**Problem 1:** Decide whether each statement agrees with the article below about Mark Jefferies' apology over his coverage of Caroline Flack, answering yes or no and quoting the words from the article that settle it: (a) Jefferies had known Flack for 15 years; (b) the documentary he mentions is on Netflix; (c) the celebrity scoop Flack teased him with took him a week to crack.
**Problem 2:** Carry on the article about Mark Jefferies' apology over his coverage of Caroline Flack, starting right after its last sentence.

💔“I WAS WRONG… IF ONLY I COULD APOLOGIZE TO HER!” — Public Apology Issued to Caroline Flack’s Family, Five Years On, Over False Reports That Misled the Public and Pushed Her to the Edge…😔💔

Veteran showbiz editor Mark Jefferies has publicly apologised for his coverage of Caroline Flack’s 2019 court case, admitting that he, like many others, “unknowingly let her down.” In an emotional column, Jefferies recalled his 15-year friendship with the late Love Island host and said the new Disney+ documentary Caroline Flack: Search for the Truth has finally revealed how “deeply flawed” the narrative surrounding her was.

Jefferies described Caroline as “funny, charming and cheeky,” remembering lunches in New York during The X Factor days and light-hearted nights out with stars like Harry Styles and Gary Barlow. He said she often helped journalists despite her own struggles — once even teasing him with a celebrity scoop that took him two days to crack.

**Data excerpts:**
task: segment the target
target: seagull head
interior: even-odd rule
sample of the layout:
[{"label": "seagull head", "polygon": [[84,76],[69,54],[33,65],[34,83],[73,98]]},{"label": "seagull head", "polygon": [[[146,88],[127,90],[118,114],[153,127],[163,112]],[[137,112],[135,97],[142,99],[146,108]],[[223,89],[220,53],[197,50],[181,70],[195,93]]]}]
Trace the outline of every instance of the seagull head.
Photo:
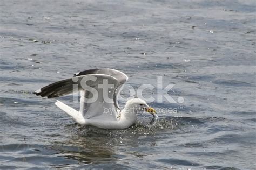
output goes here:
[{"label": "seagull head", "polygon": [[156,114],[156,110],[149,107],[145,101],[140,98],[136,98],[129,100],[126,102],[125,108],[134,109],[136,112],[146,111],[153,115]]}]

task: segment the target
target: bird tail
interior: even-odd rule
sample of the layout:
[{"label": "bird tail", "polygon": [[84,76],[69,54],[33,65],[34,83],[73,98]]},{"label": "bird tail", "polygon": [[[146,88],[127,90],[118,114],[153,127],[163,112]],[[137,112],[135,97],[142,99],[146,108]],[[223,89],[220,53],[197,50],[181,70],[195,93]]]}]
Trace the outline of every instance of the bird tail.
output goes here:
[{"label": "bird tail", "polygon": [[85,124],[85,119],[82,114],[77,110],[62,103],[60,101],[57,100],[55,104],[60,109],[65,111],[69,116],[77,123]]}]

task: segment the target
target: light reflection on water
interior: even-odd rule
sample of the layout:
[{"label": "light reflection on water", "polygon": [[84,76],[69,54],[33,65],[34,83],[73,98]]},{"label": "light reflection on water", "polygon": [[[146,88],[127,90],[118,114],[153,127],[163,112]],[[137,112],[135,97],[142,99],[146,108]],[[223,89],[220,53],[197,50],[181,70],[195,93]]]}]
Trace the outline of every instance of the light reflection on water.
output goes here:
[{"label": "light reflection on water", "polygon": [[[253,2],[56,3],[0,4],[0,168],[254,168]],[[150,103],[177,109],[152,127],[141,115],[109,130],[74,124],[32,94],[96,68],[120,70],[133,87],[163,76],[184,102]]]}]

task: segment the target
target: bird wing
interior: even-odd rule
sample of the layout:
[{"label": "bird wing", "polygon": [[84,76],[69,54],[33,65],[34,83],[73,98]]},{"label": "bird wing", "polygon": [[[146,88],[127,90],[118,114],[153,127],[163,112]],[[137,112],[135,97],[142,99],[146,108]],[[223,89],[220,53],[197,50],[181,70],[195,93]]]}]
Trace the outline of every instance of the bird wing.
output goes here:
[{"label": "bird wing", "polygon": [[[111,87],[103,89],[104,82]],[[36,90],[34,94],[53,98],[80,91],[79,112],[84,119],[116,120],[118,108],[114,104],[116,101],[113,96],[118,84],[117,79],[109,75],[85,74],[52,83]]]},{"label": "bird wing", "polygon": [[113,99],[114,101],[114,105],[117,108],[120,109],[117,101],[117,96],[120,93],[123,87],[123,84],[128,80],[128,76],[124,73],[113,69],[89,69],[85,71],[80,72],[74,74],[74,76],[79,76],[89,74],[102,74],[105,75],[109,75],[114,77],[118,80],[118,83],[114,93],[113,95]]}]

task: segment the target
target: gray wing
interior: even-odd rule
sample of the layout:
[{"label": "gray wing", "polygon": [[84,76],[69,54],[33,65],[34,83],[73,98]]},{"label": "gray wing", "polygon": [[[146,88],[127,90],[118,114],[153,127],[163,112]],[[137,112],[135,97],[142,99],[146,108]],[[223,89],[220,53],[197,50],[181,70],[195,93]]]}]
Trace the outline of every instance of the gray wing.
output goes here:
[{"label": "gray wing", "polygon": [[[85,71],[80,72],[74,74],[74,77],[79,76],[81,75],[85,75],[88,74],[103,74],[109,75],[117,79],[118,81],[116,90],[114,91],[114,95],[113,95],[113,100],[114,100],[114,105],[116,108],[120,109],[118,103],[117,101],[117,96],[120,93],[121,89],[123,87],[123,84],[128,80],[128,76],[124,73],[113,69],[89,69]],[[85,94],[85,95],[88,95],[89,94]]]}]

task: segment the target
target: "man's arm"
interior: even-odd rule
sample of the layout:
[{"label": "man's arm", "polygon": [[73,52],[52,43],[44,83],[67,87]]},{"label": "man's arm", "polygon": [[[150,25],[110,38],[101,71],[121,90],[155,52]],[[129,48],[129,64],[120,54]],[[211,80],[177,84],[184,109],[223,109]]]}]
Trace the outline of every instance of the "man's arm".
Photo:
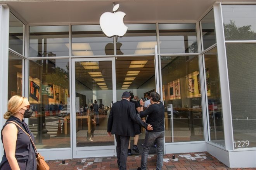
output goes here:
[{"label": "man's arm", "polygon": [[149,115],[153,111],[153,107],[149,107],[145,111],[141,111],[140,112],[140,117],[146,117],[147,116]]},{"label": "man's arm", "polygon": [[112,125],[113,125],[113,108],[110,110],[109,116],[107,120],[107,134],[109,136],[111,136],[111,131],[112,129]]}]

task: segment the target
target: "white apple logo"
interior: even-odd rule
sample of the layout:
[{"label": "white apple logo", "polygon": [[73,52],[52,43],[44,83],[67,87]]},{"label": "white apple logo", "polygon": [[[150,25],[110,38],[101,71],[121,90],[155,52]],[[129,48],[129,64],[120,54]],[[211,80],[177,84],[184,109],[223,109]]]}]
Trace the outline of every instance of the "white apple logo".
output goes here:
[{"label": "white apple logo", "polygon": [[119,3],[114,6],[113,12],[105,12],[100,16],[100,25],[102,30],[108,37],[117,35],[123,36],[128,27],[124,24],[123,19],[126,14],[122,12],[115,12],[119,8]]}]

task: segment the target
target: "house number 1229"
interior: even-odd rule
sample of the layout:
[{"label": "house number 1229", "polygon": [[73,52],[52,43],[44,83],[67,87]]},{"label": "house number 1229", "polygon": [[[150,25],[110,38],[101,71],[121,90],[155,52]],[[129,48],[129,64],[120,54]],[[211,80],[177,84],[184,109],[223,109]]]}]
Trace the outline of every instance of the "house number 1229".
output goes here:
[{"label": "house number 1229", "polygon": [[249,146],[250,142],[249,141],[235,141],[234,142],[234,145],[235,148],[239,147],[246,147]]}]

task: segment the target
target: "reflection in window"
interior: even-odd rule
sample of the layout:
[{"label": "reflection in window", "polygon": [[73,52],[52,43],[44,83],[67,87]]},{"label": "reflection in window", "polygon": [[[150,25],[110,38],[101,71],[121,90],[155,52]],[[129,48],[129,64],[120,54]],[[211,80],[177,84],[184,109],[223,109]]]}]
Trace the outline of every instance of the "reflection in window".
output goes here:
[{"label": "reflection in window", "polygon": [[126,24],[125,36],[117,38],[116,54],[149,54],[155,52],[157,45],[155,24]]},{"label": "reflection in window", "polygon": [[204,50],[216,43],[213,10],[211,10],[201,21]]},{"label": "reflection in window", "polygon": [[69,26],[29,27],[29,57],[68,56]]},{"label": "reflection in window", "polygon": [[222,6],[225,39],[256,40],[256,5]]},{"label": "reflection in window", "polygon": [[22,55],[24,25],[11,13],[9,24],[9,48]]},{"label": "reflection in window", "polygon": [[256,44],[226,45],[234,146],[256,147]]},{"label": "reflection in window", "polygon": [[22,96],[22,59],[9,52],[8,100],[12,96]]},{"label": "reflection in window", "polygon": [[195,24],[159,24],[161,53],[197,53]]},{"label": "reflection in window", "polygon": [[225,146],[217,48],[204,55],[211,141]]},{"label": "reflection in window", "polygon": [[29,99],[34,111],[29,126],[37,148],[70,147],[69,60],[30,60],[29,68]]},{"label": "reflection in window", "polygon": [[114,145],[106,125],[113,100],[112,62],[76,62],[75,67],[76,147]]},{"label": "reflection in window", "polygon": [[99,25],[72,26],[72,55],[114,55],[112,38],[106,36]]},{"label": "reflection in window", "polygon": [[197,56],[162,56],[161,68],[166,142],[203,140]]}]

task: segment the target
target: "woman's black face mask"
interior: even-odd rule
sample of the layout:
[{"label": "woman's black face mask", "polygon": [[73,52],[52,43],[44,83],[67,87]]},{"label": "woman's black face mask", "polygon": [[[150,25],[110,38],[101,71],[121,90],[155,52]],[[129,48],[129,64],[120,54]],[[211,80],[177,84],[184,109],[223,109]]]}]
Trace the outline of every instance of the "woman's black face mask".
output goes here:
[{"label": "woman's black face mask", "polygon": [[[31,117],[32,114],[33,113],[33,110],[31,108],[28,108],[26,110],[23,109],[22,109],[22,110],[25,110],[25,112],[23,114],[24,118],[29,118]],[[22,114],[21,113],[20,113]]]}]

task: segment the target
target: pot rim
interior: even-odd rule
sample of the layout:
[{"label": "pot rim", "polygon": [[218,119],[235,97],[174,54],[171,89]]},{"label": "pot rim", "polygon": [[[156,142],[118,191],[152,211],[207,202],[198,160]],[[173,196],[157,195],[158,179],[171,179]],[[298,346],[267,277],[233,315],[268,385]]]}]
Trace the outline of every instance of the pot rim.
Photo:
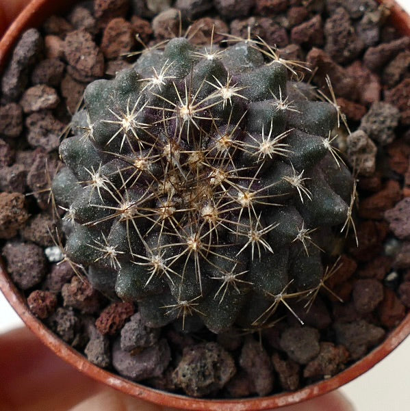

**Expected output 1:**
(a) Yes: "his 15-year friendship with the late Love Island host"
(b) No: "the new Disney+ documentary Caroline Flack: Search for the Truth"
(c) No: "a celebrity scoop that took him two days to crack"

**Expected output 2:**
But the tone shifted as he reflected on his reporting of the assault charge that led to Caroline’s downfall. He now believes that both the Crown Prosecution Service (CPS) and Metropolitan Police presented misleading evidence in court — including false claims that Caroline attacked her boyfriend Lewis Burton with a lamp. “In fact, her phone was the only thing taken as evidence,” Jefferies revealed, adding that blood at the scene was Caroline’s own, not Lewis’s.

He admitted: “I thought I was only doing my job, but in fact, I was unknowingly letting her down. Watching this documentary, I now see that things didn’t add up — and we all should have done better.”

Caroline’s mother, Christine Flack, who spearheaded the documentary, continues to fight for institutional accountability. “Apologies don’t cost anything,” Jefferies wrote. “They won’t bring Caroline back, but they might bring her family some comfort.”

As the documentary airs, the Metropolitan Police have expressed condolences to the Flack family, while the CPS maintains that its decisions were based on medical evidence available at the time. For Jefferies, the film marks a painful reckoning: “Five years later, thanks to her mum, Caroline is finally telling her side of the story.”